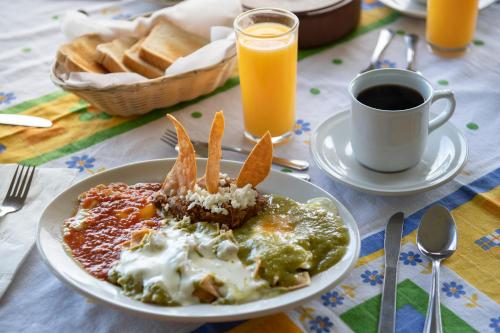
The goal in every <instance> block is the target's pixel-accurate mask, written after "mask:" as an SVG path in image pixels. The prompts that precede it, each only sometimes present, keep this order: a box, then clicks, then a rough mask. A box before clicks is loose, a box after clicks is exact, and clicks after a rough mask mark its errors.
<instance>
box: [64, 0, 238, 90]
mask: <svg viewBox="0 0 500 333" xmlns="http://www.w3.org/2000/svg"><path fill="white" fill-rule="evenodd" d="M239 13H241V4H240V1H239V0H185V1H183V2H181V3H179V4H177V5H175V6H172V7H167V8H164V9H161V10H159V11H156V12H155V13H154V14H153V15H151V17H147V18H146V17H139V18H137V19H135V20H133V21H123V20H103V19H96V18H92V17H89V16H86V15H84V14H82V13H80V12H76V11H70V12H68V13H66V15H65V17H64V19H63V20H62V23H61V30H62V32H63V33H64V34H65V35H66V36H67V37H68V38H70V39H73V38H76V37H78V36H81V35H85V34H89V33H97V34H99V35H101V36H102V37H103V38H105V39H106V40H112V39H114V38H117V37H121V36H135V37H141V36H145V35H146V34H147V33H148V32H149V31H150V30H151V29H152V28H153V26H154V25H155V24H156V23H157V22H159V21H160V20H168V21H170V22H171V23H173V24H175V25H177V26H178V27H180V28H181V29H183V30H185V31H188V32H190V33H193V34H196V35H198V36H200V37H203V38H205V39H207V40H208V39H210V40H211V43H209V44H207V45H205V46H204V47H202V48H201V49H199V50H197V51H196V52H194V53H192V54H190V55H188V56H186V57H182V58H179V59H177V60H176V61H175V62H174V63H173V64H172V65H171V66H170V67H168V68H167V69H166V71H165V75H166V76H175V75H180V74H183V73H186V72H190V71H193V70H199V69H202V68H206V67H209V66H212V65H215V64H217V63H219V62H220V61H222V60H223V59H225V58H227V57H230V56H232V55H233V54H234V52H235V48H234V35H233V34H232V33H230V32H231V31H232V29H229V28H228V27H230V26H231V25H232V23H233V21H234V19H235V18H236V16H237V15H238V14H239ZM212 28H214V29H212ZM227 29H229V30H227ZM214 31H215V32H214ZM56 74H57V75H58V77H59V78H60V79H61V80H62V81H64V82H65V83H66V84H70V85H72V86H78V87H82V86H91V87H95V88H110V87H113V86H115V85H117V84H125V83H137V82H141V81H145V80H147V79H146V78H144V77H143V76H141V75H138V74H136V73H113V74H97V73H85V74H84V75H82V74H81V73H79V74H76V73H69V74H67V73H66V74H63V73H57V71H56Z"/></svg>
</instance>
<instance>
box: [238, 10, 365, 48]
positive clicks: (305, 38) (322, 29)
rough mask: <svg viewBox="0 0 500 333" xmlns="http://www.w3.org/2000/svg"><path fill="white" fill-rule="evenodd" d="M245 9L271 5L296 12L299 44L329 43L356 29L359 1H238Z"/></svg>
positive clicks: (313, 46)
mask: <svg viewBox="0 0 500 333" xmlns="http://www.w3.org/2000/svg"><path fill="white" fill-rule="evenodd" d="M241 3H242V5H243V8H244V9H254V8H259V7H274V8H283V9H287V10H289V11H291V12H293V13H295V14H296V15H297V17H298V18H299V20H300V24H299V47H300V48H311V47H317V46H321V45H325V44H329V43H332V42H334V41H336V40H337V39H339V38H341V37H343V36H344V35H346V34H347V33H349V32H351V31H352V30H354V29H355V28H356V26H357V25H358V23H359V18H360V15H361V0H241Z"/></svg>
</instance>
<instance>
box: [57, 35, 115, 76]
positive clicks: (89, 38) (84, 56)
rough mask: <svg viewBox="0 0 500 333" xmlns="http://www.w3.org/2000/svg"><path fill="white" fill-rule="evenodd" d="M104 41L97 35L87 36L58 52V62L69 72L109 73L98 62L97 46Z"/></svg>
mask: <svg viewBox="0 0 500 333" xmlns="http://www.w3.org/2000/svg"><path fill="white" fill-rule="evenodd" d="M103 42H104V40H103V39H102V38H101V37H99V36H97V35H85V36H81V37H78V38H76V39H74V40H73V41H72V42H71V43H69V44H64V45H62V46H61V47H60V48H59V50H58V51H57V60H58V61H59V63H61V64H63V66H64V67H65V68H66V70H67V71H69V72H91V73H107V71H106V69H105V68H104V67H102V66H101V65H100V64H99V63H98V62H97V60H96V59H97V51H96V49H97V45H99V44H102V43H103Z"/></svg>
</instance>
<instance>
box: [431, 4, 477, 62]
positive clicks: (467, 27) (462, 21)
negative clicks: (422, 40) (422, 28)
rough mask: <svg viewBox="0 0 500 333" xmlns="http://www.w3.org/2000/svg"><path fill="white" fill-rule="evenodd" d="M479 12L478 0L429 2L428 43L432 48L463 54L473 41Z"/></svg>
mask: <svg viewBox="0 0 500 333" xmlns="http://www.w3.org/2000/svg"><path fill="white" fill-rule="evenodd" d="M477 12H478V0H428V1H427V41H428V43H429V44H430V46H431V48H433V50H436V51H441V53H442V52H444V53H446V52H447V51H448V52H450V53H453V52H458V53H463V51H465V50H466V49H467V47H468V45H469V44H470V42H471V41H472V38H473V35H474V30H475V29H476V19H477ZM450 55H453V54H450Z"/></svg>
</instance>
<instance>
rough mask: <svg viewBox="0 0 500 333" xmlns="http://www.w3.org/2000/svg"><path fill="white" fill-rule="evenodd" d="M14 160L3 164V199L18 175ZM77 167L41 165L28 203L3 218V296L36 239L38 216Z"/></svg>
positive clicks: (2, 292)
mask: <svg viewBox="0 0 500 333" xmlns="http://www.w3.org/2000/svg"><path fill="white" fill-rule="evenodd" d="M15 169H16V166H15V165H14V164H3V165H2V164H0V175H1V177H0V200H1V201H3V198H4V196H5V194H6V193H7V189H8V188H9V184H10V181H11V179H12V177H13V176H14V171H15ZM76 175H77V171H76V170H74V169H60V168H57V169H55V168H54V169H50V168H38V169H37V170H36V171H35V176H34V177H33V182H32V184H31V188H30V191H29V193H28V197H27V198H26V202H25V204H24V207H23V208H22V209H21V210H19V211H17V212H15V213H11V214H8V215H5V216H4V217H2V218H0V258H1V261H0V263H1V264H0V298H1V297H2V296H3V294H4V293H5V291H6V290H7V288H8V287H9V285H10V283H11V282H12V279H13V278H14V275H15V273H16V271H17V269H18V268H19V266H21V264H22V262H23V260H24V257H26V254H28V251H29V250H30V249H31V247H32V246H33V243H34V241H35V234H36V226H37V223H38V219H39V218H40V216H41V214H42V213H43V210H44V209H45V207H46V206H47V205H48V204H49V203H50V201H51V200H52V199H54V197H55V196H56V195H57V194H59V193H60V192H62V191H63V190H65V189H66V188H67V187H68V186H69V185H70V184H71V183H72V182H73V180H74V179H75V177H76Z"/></svg>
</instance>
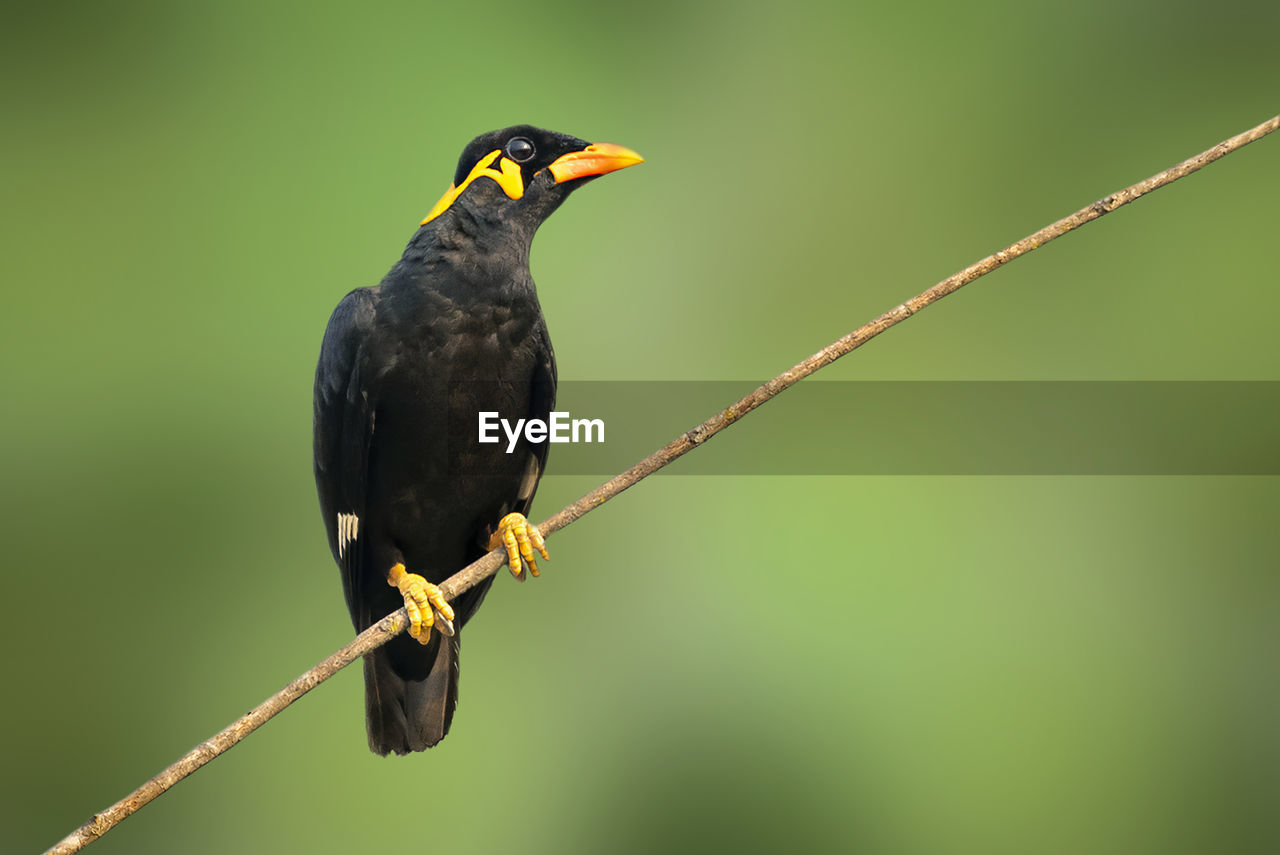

EXERCISE DESCRIPTION: Using the records above, write out exactly the lines between the one holding "box: [238, 10, 365, 48]" and the one holding "9L271 5L296 12L299", inclusive; leave everything else out.

WRITTEN REPLY:
box: [238, 10, 365, 48]
positive clicks: (305, 38) (322, 29)
rough mask: <svg viewBox="0 0 500 333" xmlns="http://www.w3.org/2000/svg"><path fill="white" fill-rule="evenodd" d="M245 9L271 5L296 12L299 44L329 43L356 29L359 1H238Z"/></svg>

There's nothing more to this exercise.